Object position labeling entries

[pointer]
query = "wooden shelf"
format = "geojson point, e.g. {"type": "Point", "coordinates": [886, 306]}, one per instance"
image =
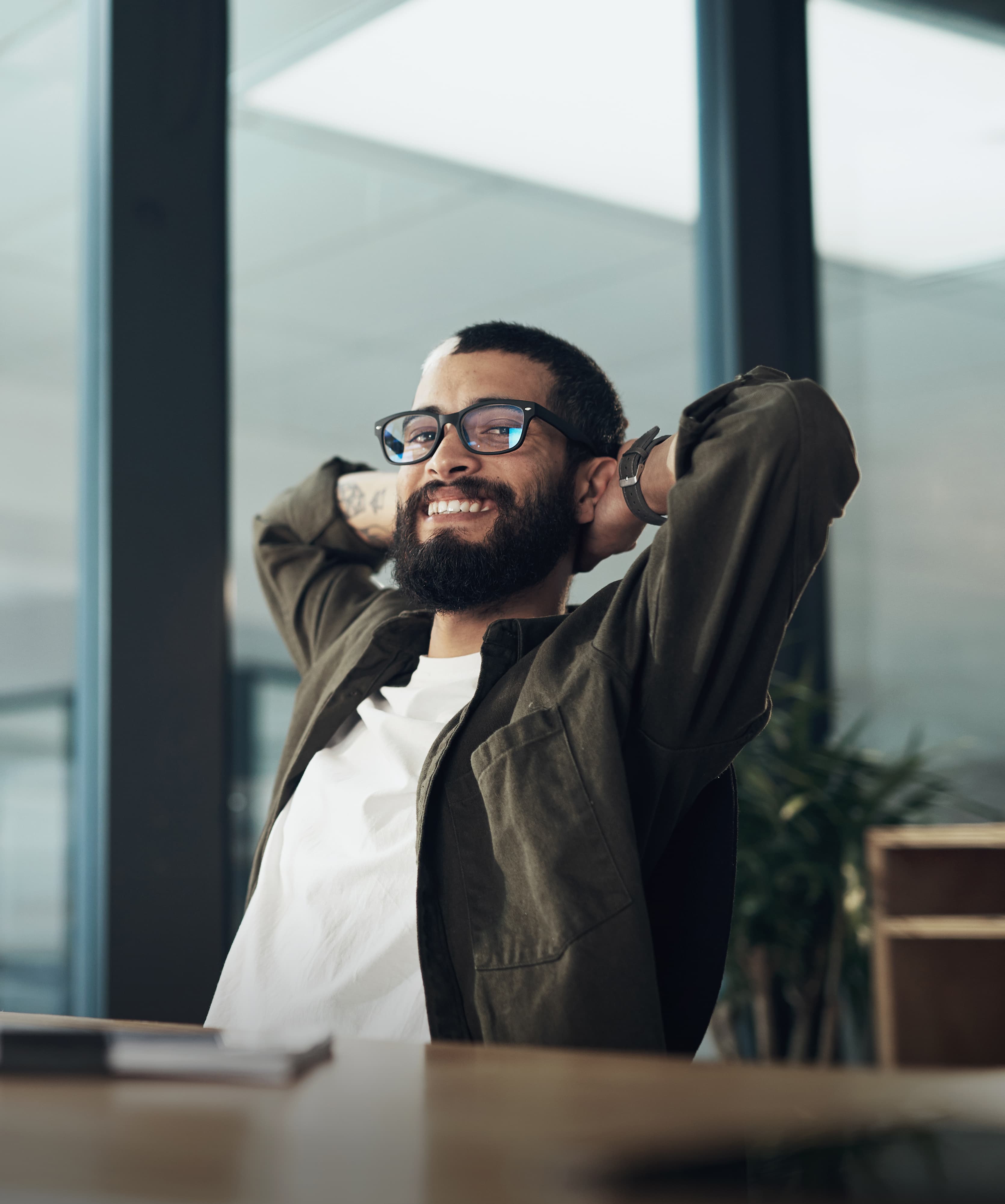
{"type": "Point", "coordinates": [944, 928]}
{"type": "Point", "coordinates": [939, 943]}
{"type": "Point", "coordinates": [943, 836]}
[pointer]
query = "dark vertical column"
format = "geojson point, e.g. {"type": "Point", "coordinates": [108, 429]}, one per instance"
{"type": "Point", "coordinates": [759, 301]}
{"type": "Point", "coordinates": [150, 883]}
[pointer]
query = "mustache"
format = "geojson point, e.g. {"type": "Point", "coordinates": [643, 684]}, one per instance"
{"type": "Point", "coordinates": [470, 487]}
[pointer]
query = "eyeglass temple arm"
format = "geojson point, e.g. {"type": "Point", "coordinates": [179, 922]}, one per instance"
{"type": "Point", "coordinates": [572, 433]}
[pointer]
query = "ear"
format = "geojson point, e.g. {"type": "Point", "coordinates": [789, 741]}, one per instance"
{"type": "Point", "coordinates": [592, 480]}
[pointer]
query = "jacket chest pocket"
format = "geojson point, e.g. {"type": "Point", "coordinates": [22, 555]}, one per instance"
{"type": "Point", "coordinates": [538, 872]}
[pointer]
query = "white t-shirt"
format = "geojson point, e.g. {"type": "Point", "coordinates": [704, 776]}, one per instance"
{"type": "Point", "coordinates": [331, 936]}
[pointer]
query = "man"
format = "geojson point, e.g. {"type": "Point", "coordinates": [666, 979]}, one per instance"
{"type": "Point", "coordinates": [498, 819]}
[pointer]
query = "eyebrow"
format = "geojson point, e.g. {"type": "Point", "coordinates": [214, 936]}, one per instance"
{"type": "Point", "coordinates": [440, 410]}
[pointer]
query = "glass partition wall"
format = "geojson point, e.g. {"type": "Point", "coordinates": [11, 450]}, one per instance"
{"type": "Point", "coordinates": [404, 170]}
{"type": "Point", "coordinates": [40, 126]}
{"type": "Point", "coordinates": [908, 123]}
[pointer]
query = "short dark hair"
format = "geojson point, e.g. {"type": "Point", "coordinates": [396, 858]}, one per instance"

### Problem requirements
Write the full listing out again with every line unchanged, but include no pictures.

### Full solution
[pointer]
query = "wooden shelf"
format = "geojson point, e.g. {"type": "Point", "coordinates": [886, 306]}, one per instance"
image =
{"type": "Point", "coordinates": [944, 928]}
{"type": "Point", "coordinates": [939, 943]}
{"type": "Point", "coordinates": [943, 836]}
[pointer]
query = "dark vertical column"
format = "geojson point, e.g. {"type": "Point", "coordinates": [108, 429]}, one per instance"
{"type": "Point", "coordinates": [759, 301]}
{"type": "Point", "coordinates": [150, 883]}
[pointer]
query = "mustache"
format = "geojson point, e.g. {"type": "Point", "coordinates": [643, 684]}, one per instance"
{"type": "Point", "coordinates": [470, 487]}
[pointer]
query = "eyeglass temple arm"
format = "geojson point, e.g. {"type": "Point", "coordinates": [179, 922]}, one per instance"
{"type": "Point", "coordinates": [572, 433]}
[pointer]
query = "ear"
format = "geojson point, e.g. {"type": "Point", "coordinates": [789, 741]}, one per instance"
{"type": "Point", "coordinates": [592, 480]}
[pointer]
query = "jacket chest pocket"
format = "geojson point, e.g. {"type": "Point", "coordinates": [22, 555]}, one per instance"
{"type": "Point", "coordinates": [538, 872]}
[pointer]
query = "white t-shirt"
format = "geojson point, e.g. {"type": "Point", "coordinates": [704, 776]}, one per instance"
{"type": "Point", "coordinates": [331, 936]}
[pointer]
query = "man"
format = "geojson point, e.g. {"type": "Point", "coordinates": [666, 979]}, one per instance"
{"type": "Point", "coordinates": [498, 819]}
[pointer]
query = "eyebrow"
format = "geojson point, e.g. {"type": "Point", "coordinates": [214, 936]}, one per instance"
{"type": "Point", "coordinates": [440, 410]}
[pointer]
query = "glass partition wall"
format = "geojson point, e.g. {"type": "Point", "coordinates": [11, 450]}, one per instance"
{"type": "Point", "coordinates": [404, 170]}
{"type": "Point", "coordinates": [40, 126]}
{"type": "Point", "coordinates": [908, 123]}
[pointer]
query = "short dark hair"
format = "geojson point, e.g. {"type": "Point", "coordinates": [396, 858]}, one per instance"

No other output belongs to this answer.